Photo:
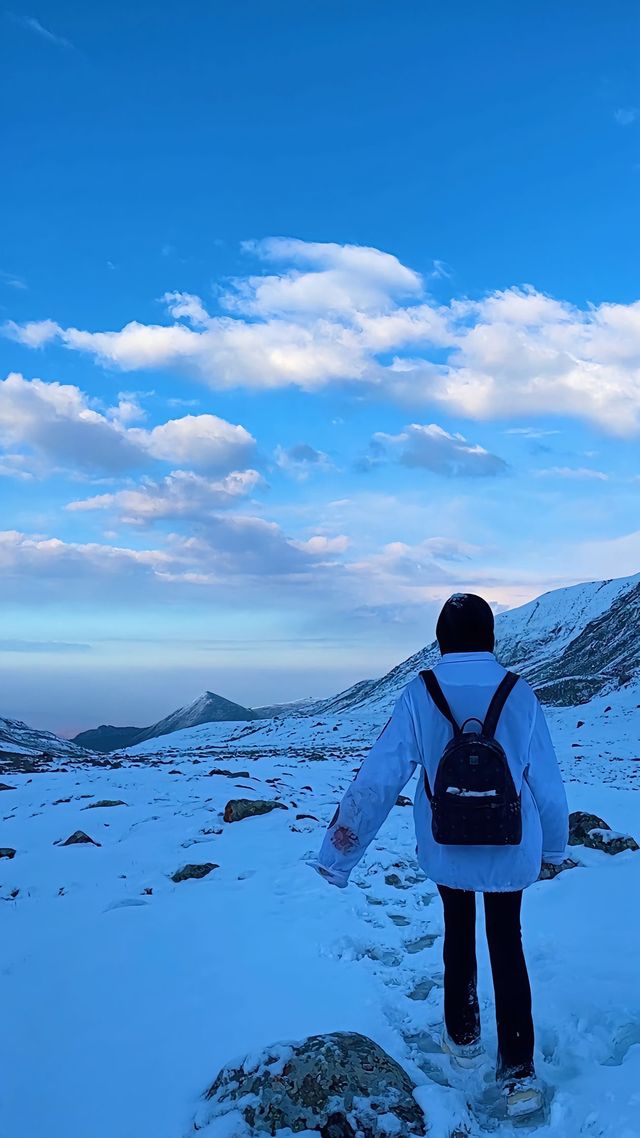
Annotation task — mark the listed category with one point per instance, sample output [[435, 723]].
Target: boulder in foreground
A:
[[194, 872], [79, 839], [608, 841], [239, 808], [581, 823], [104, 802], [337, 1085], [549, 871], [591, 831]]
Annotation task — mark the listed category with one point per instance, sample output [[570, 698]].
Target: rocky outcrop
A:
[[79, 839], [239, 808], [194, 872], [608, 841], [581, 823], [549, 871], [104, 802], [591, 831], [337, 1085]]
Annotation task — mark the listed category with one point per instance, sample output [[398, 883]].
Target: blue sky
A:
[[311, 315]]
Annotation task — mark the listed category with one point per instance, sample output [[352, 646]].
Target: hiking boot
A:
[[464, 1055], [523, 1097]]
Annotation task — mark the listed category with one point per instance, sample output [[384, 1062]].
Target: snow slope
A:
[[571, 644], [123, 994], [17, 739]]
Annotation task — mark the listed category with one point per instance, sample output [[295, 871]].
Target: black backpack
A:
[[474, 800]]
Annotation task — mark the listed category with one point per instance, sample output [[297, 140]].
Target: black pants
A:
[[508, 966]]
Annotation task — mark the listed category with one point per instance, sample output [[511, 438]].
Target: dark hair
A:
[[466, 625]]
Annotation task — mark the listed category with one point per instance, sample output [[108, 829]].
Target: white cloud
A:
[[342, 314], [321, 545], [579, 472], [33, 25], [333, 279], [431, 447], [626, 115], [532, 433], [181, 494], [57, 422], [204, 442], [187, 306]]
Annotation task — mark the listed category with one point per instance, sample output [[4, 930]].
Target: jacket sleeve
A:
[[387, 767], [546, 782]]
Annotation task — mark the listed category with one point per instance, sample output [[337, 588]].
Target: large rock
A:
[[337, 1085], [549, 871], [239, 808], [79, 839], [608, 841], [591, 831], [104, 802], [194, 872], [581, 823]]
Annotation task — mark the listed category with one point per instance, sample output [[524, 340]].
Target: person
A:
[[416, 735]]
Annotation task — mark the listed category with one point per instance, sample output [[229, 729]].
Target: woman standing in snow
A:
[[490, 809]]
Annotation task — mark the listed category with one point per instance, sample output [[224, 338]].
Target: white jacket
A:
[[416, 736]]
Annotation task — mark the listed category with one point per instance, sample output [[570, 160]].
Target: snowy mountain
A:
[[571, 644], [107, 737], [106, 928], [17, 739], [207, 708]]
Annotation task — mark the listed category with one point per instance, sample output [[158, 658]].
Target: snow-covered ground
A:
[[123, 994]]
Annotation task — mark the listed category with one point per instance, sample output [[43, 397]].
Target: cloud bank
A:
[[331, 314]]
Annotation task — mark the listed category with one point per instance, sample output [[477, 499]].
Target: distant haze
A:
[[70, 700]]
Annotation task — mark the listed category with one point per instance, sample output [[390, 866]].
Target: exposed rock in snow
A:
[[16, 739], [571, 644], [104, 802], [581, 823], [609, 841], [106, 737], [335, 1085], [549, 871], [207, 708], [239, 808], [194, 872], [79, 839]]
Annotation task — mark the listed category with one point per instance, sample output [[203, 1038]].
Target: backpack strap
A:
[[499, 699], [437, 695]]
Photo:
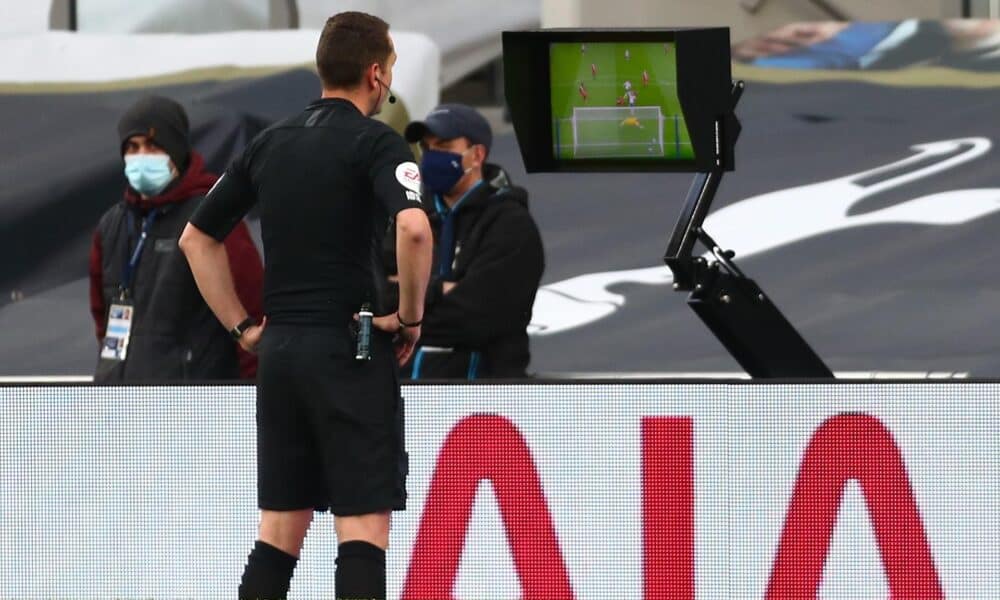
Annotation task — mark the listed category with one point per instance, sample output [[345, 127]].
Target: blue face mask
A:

· · · · · · ·

__PROBLEM DESCRIPTION__:
Transcribe the listing in full and omit the pictures.

__OUTPUT__:
Photo:
Annotation task — mark the listed category with one point per instance, sample output [[435, 723]].
Target: boulder in foreground
A:
[[194, 872], [79, 839], [608, 841], [239, 808], [581, 823], [104, 802], [337, 1085], [549, 871], [591, 831]]
Annotation task — mark the listed category with one point per instance, sample output [[570, 698]].
Target: rocky outcrop
A:
[[79, 839], [239, 808], [194, 872], [608, 841], [581, 823], [549, 871], [104, 802], [591, 831], [337, 1085]]
Annotation task — mark the listed category with one point per instance, sample output [[398, 883]].
Target: blue sky
A:
[[311, 315]]
Annotation task — mark the listed category with one point per instance, sample output [[352, 646]].
Target: hiking boot
A:
[[464, 1055], [523, 1097]]
Annotation task — mark the listed category with one point per instance, sample output [[384, 1062]].
Target: snow slope
A:
[[571, 644], [123, 994], [17, 739]]
Annotation task — mark the listed category with one point per instance, sample output [[295, 871]].
Target: black backpack
A:
[[474, 800]]
Annotation task — mark the listed category with one point per instance, sample output [[297, 140]].
Target: black pants
A:
[[508, 966]]
Annotation task — mark the listed category with one point per instance, sample output [[511, 438]].
Target: dark hair
A:
[[466, 625]]
Annotation task — mark the listed category with one point per instance, sample output [[108, 829]].
Target: white cloud
A:
[[342, 314], [321, 545], [579, 472], [33, 25], [333, 279], [431, 447], [626, 115], [532, 433], [181, 494], [57, 422], [204, 442], [187, 306]]
Annotation task — mark the listed category with one point per instance, sample output [[4, 930]].
Target: jacket sleeve
A:
[[387, 767], [546, 782]]
Annotation task — mark the listed category with one point per instance, sample output [[337, 588]].
Target: large rock
A:
[[337, 1085], [549, 871], [239, 808], [79, 839], [608, 841], [591, 831], [104, 802], [194, 872], [581, 823]]
Annotation task — mark the listed category with one point per instance, sample output [[524, 340]].
Target: person
A:
[[416, 735]]
Annotation task — mark the listed category with one point per instance, sample output [[229, 729]].
Target: woman standing in snow
A:
[[490, 809]]
Annotation task — mark the listed category with one point per instance, sample output [[224, 338]].
Target: white jacket
A:
[[416, 736]]
Annotation task — mark the listed category with one point per instance, sample output [[570, 160]].
Target: snowy mountain
A:
[[571, 644], [107, 737], [106, 928], [17, 739], [207, 708]]
Annotation task — mark the listed category with one point per instance, sample output [[158, 658]].
Target: snow-covered ground
A:
[[123, 994]]
Annotation task — mark the listed category with one point per instance, sample output [[43, 397]].
Target: cloud bank
A:
[[331, 314]]
Annotation task — mark the listed category with one point per instance, sample output [[477, 499]].
Target: distant haze
A:
[[70, 700]]
Annotation task — mark the listed category with one point per instance, sample output [[390, 866]].
Target: exposed rock in snow
A:
[[16, 739], [571, 644], [104, 802], [581, 823], [609, 841], [106, 737], [335, 1085], [549, 871], [207, 708], [239, 808], [194, 872], [79, 839]]
Annotation task — mark the listed category with one point per instance, sample output [[203, 1038]].
Target: backpack strap
A:
[[499, 699], [437, 695]]
Photo:
Annotation task — mark the listed category with one point per instance, sample output [[345, 127]].
Target: blue face mask
A:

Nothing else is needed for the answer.